Set task:
Return, word for word, every line starting at the line with "Could you spot the wooden support" and ending at the final line of the entries; skip the pictures.

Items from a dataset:
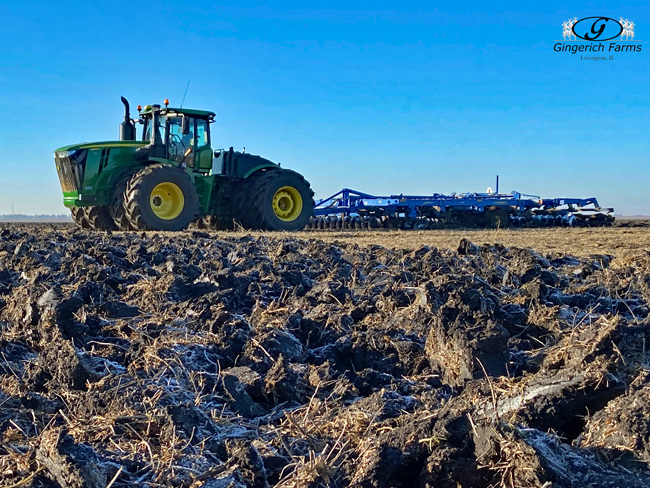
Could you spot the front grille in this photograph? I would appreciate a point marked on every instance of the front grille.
(70, 168)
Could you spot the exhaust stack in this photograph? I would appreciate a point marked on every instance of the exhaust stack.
(127, 128)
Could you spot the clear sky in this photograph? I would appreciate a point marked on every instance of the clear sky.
(381, 96)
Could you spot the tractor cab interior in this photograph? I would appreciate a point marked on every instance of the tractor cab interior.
(187, 139)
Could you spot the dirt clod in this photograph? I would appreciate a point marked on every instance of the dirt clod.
(203, 360)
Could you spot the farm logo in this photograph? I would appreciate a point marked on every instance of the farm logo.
(597, 30)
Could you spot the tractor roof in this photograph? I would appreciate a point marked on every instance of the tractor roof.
(205, 114)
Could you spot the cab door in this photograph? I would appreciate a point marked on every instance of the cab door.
(203, 150)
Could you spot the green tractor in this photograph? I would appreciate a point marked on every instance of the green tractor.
(172, 177)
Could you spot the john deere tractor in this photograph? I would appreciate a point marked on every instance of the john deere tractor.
(173, 176)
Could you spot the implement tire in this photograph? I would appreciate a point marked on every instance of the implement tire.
(276, 199)
(160, 197)
(99, 218)
(79, 217)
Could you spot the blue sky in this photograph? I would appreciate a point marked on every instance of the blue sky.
(383, 97)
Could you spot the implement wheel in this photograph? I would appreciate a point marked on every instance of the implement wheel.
(496, 218)
(160, 197)
(274, 200)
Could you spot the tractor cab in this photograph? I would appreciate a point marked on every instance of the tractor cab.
(184, 134)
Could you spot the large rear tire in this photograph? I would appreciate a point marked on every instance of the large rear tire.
(160, 197)
(275, 199)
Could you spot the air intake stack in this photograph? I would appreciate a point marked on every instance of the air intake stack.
(127, 128)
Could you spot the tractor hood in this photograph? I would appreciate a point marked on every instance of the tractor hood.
(90, 145)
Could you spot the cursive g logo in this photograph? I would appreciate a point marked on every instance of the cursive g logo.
(597, 29)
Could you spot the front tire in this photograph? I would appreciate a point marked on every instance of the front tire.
(160, 197)
(275, 200)
(79, 217)
(99, 218)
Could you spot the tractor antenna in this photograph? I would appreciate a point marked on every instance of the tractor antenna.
(186, 88)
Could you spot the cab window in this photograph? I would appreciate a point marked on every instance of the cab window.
(202, 133)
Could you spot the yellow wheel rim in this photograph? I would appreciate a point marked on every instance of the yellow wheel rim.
(287, 203)
(167, 200)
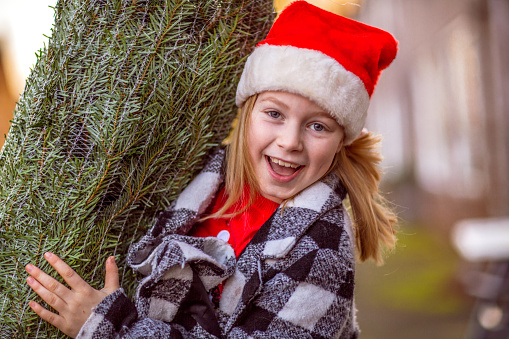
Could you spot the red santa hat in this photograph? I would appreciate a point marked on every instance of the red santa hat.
(330, 59)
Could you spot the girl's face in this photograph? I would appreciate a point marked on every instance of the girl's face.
(291, 143)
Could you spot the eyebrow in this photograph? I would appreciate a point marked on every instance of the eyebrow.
(279, 102)
(276, 101)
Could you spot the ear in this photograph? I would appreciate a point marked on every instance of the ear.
(340, 146)
(342, 141)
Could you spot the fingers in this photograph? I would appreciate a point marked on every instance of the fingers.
(66, 272)
(111, 282)
(49, 289)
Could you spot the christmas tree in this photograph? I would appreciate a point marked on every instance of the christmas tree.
(118, 114)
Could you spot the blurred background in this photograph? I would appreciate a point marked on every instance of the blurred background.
(442, 109)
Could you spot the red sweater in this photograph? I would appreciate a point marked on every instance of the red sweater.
(239, 230)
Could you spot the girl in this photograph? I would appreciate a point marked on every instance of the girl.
(260, 244)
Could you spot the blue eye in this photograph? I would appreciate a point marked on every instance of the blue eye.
(274, 114)
(317, 127)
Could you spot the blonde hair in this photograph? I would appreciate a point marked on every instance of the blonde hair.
(357, 166)
(239, 170)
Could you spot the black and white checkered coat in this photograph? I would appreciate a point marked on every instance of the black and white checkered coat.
(295, 279)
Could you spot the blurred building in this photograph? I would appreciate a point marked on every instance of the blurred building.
(443, 107)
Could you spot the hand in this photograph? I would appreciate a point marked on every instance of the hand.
(74, 305)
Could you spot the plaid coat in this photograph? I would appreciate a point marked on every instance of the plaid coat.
(295, 279)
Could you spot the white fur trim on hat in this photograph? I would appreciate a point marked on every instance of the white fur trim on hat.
(311, 74)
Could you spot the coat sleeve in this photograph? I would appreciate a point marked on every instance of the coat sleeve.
(117, 317)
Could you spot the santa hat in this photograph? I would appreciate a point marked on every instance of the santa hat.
(330, 59)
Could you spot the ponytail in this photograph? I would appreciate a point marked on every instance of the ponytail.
(357, 166)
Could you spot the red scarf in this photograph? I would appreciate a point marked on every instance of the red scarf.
(239, 230)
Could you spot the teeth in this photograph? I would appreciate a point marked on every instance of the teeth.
(282, 163)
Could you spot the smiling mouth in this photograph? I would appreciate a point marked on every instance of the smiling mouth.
(283, 168)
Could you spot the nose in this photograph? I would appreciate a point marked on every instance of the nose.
(290, 138)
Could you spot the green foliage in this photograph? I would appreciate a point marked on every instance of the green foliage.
(118, 114)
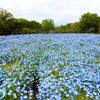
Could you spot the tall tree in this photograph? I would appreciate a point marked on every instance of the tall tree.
(88, 21)
(75, 27)
(6, 20)
(48, 25)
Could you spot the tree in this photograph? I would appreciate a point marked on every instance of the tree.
(88, 21)
(6, 19)
(75, 27)
(48, 25)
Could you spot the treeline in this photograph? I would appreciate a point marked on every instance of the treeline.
(88, 23)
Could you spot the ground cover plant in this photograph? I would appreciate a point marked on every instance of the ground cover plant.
(50, 67)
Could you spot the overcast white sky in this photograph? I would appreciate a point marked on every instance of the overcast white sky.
(62, 11)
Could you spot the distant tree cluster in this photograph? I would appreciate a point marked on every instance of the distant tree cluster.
(88, 23)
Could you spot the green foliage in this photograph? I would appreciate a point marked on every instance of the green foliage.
(88, 21)
(5, 22)
(48, 25)
(75, 27)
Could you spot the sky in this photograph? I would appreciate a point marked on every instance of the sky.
(61, 11)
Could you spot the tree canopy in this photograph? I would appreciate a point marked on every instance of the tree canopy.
(88, 23)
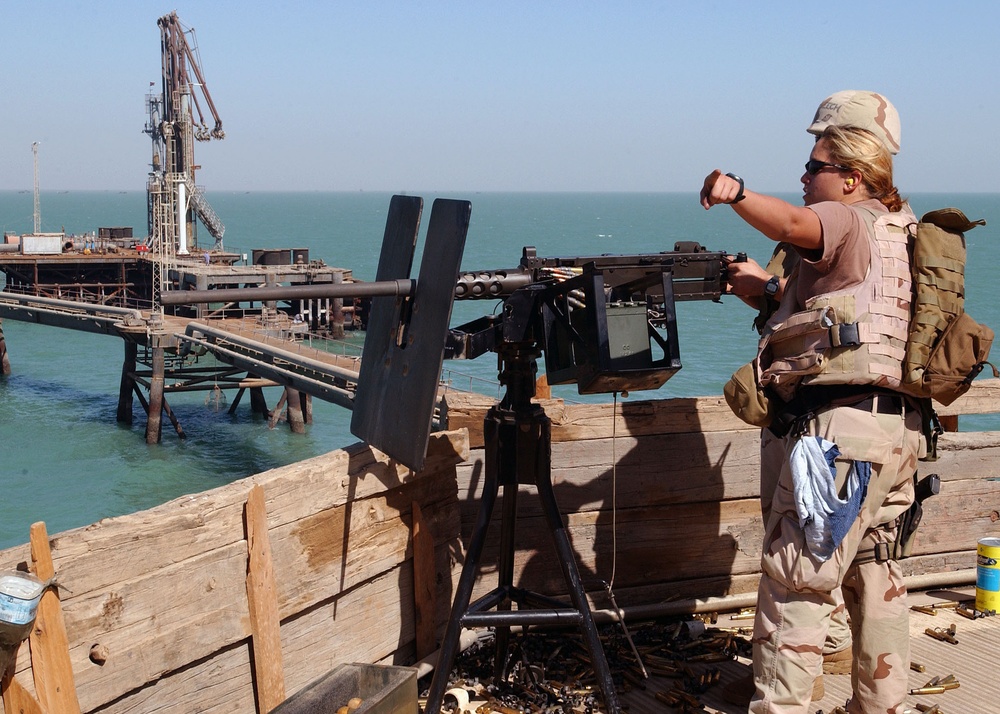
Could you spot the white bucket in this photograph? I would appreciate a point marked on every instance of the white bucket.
(19, 596)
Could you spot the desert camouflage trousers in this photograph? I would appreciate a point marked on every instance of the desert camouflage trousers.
(798, 593)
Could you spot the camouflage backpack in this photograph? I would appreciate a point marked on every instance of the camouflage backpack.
(946, 349)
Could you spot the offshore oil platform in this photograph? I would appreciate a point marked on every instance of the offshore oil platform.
(112, 282)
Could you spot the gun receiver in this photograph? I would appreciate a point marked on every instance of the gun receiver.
(607, 323)
(696, 274)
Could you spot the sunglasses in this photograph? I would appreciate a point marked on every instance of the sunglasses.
(814, 166)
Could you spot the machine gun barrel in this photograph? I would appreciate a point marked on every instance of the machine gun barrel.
(697, 274)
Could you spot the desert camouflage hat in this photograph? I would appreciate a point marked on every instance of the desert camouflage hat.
(864, 110)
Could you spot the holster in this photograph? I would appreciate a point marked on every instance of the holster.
(909, 520)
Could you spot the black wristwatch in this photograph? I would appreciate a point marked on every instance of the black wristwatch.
(739, 196)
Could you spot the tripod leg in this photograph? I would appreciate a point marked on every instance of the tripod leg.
(449, 646)
(506, 573)
(579, 597)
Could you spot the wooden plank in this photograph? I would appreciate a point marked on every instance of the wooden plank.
(262, 598)
(423, 584)
(315, 558)
(117, 549)
(50, 662)
(16, 698)
(576, 422)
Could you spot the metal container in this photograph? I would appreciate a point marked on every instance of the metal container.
(382, 690)
(19, 596)
(41, 244)
(988, 575)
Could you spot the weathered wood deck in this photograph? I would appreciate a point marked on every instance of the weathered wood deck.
(664, 493)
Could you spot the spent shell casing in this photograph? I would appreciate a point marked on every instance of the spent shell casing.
(938, 689)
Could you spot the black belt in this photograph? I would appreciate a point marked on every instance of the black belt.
(884, 404)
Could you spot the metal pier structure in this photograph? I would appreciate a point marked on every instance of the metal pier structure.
(164, 355)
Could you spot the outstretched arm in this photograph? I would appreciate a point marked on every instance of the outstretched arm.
(776, 219)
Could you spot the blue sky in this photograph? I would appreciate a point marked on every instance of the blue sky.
(498, 96)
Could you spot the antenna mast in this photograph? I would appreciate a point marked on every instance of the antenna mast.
(38, 210)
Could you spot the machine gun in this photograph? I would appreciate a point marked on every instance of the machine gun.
(606, 323)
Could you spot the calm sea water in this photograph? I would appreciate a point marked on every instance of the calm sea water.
(65, 460)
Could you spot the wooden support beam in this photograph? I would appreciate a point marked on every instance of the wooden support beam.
(50, 662)
(294, 407)
(306, 407)
(4, 359)
(258, 405)
(126, 386)
(154, 416)
(15, 697)
(424, 584)
(236, 400)
(274, 416)
(173, 419)
(262, 596)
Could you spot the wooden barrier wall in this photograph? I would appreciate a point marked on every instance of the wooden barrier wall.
(679, 517)
(661, 495)
(160, 597)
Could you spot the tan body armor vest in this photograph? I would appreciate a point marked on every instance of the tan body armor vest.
(851, 336)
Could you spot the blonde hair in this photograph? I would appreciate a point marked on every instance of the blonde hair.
(862, 151)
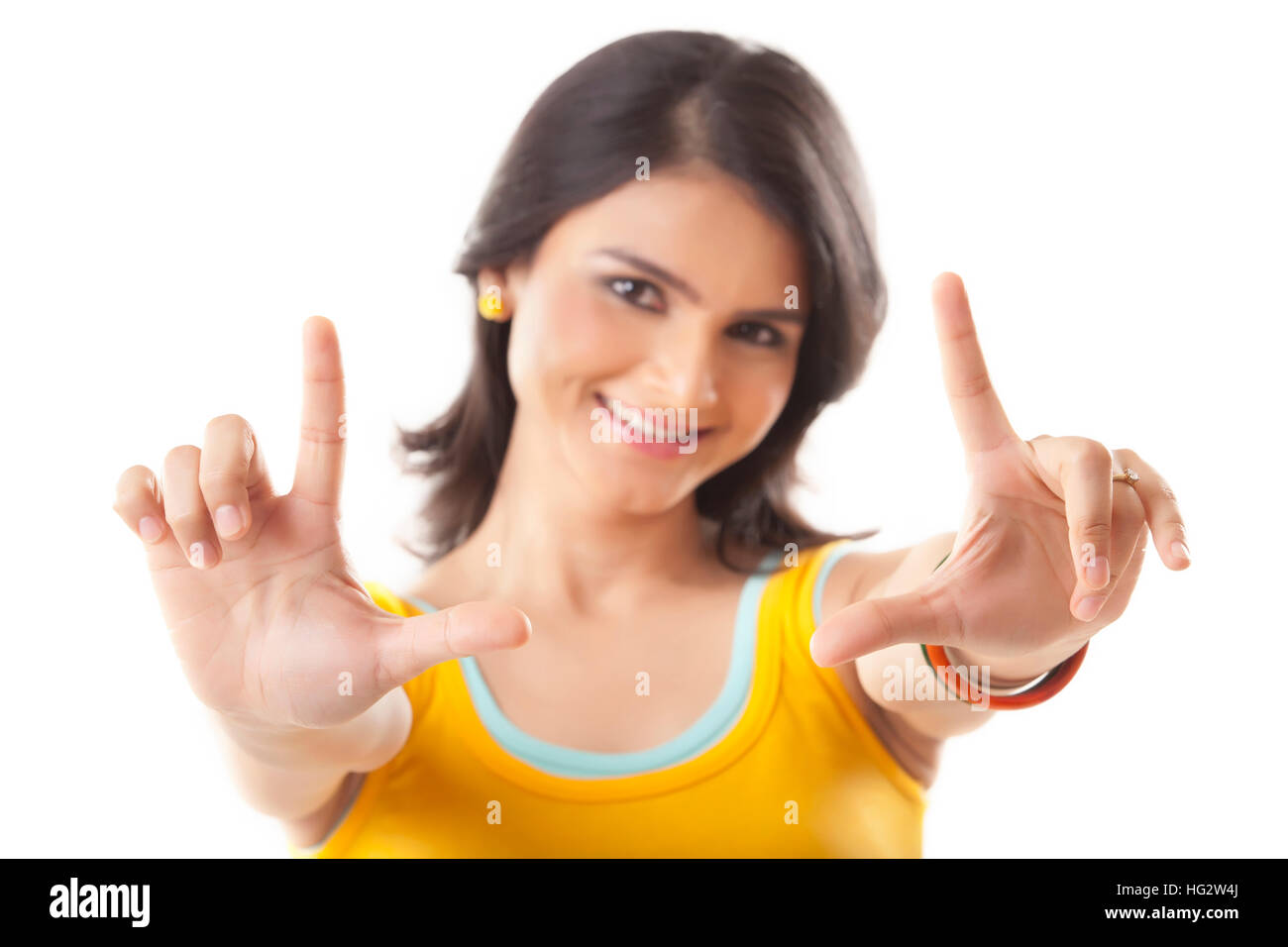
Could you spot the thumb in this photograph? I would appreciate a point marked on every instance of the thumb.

Full response:
Could you spot the wooden support beam in this photograph? I would appreciate a point marked on every instance of the wooden support beam.
(50, 662)
(294, 407)
(306, 407)
(4, 359)
(258, 405)
(126, 386)
(154, 416)
(15, 697)
(424, 584)
(236, 400)
(274, 416)
(173, 419)
(262, 596)
Could you spot the wooden barrier wall in this photograph? I would appreciate a point marked on every instance of the wooden barrier wall.
(679, 517)
(661, 495)
(160, 597)
Could you spot the tan body armor vest in this photograph? I would appreciate a point marked on every instance of the tan body armor vest.
(851, 336)
Could you spot the blonde hair in this photograph? I would appreciate a point marked on every instance of the blonde hair.
(862, 151)
Could you spot the thumb in this photograph? I would appreciate a point marked on every instance of the thumb.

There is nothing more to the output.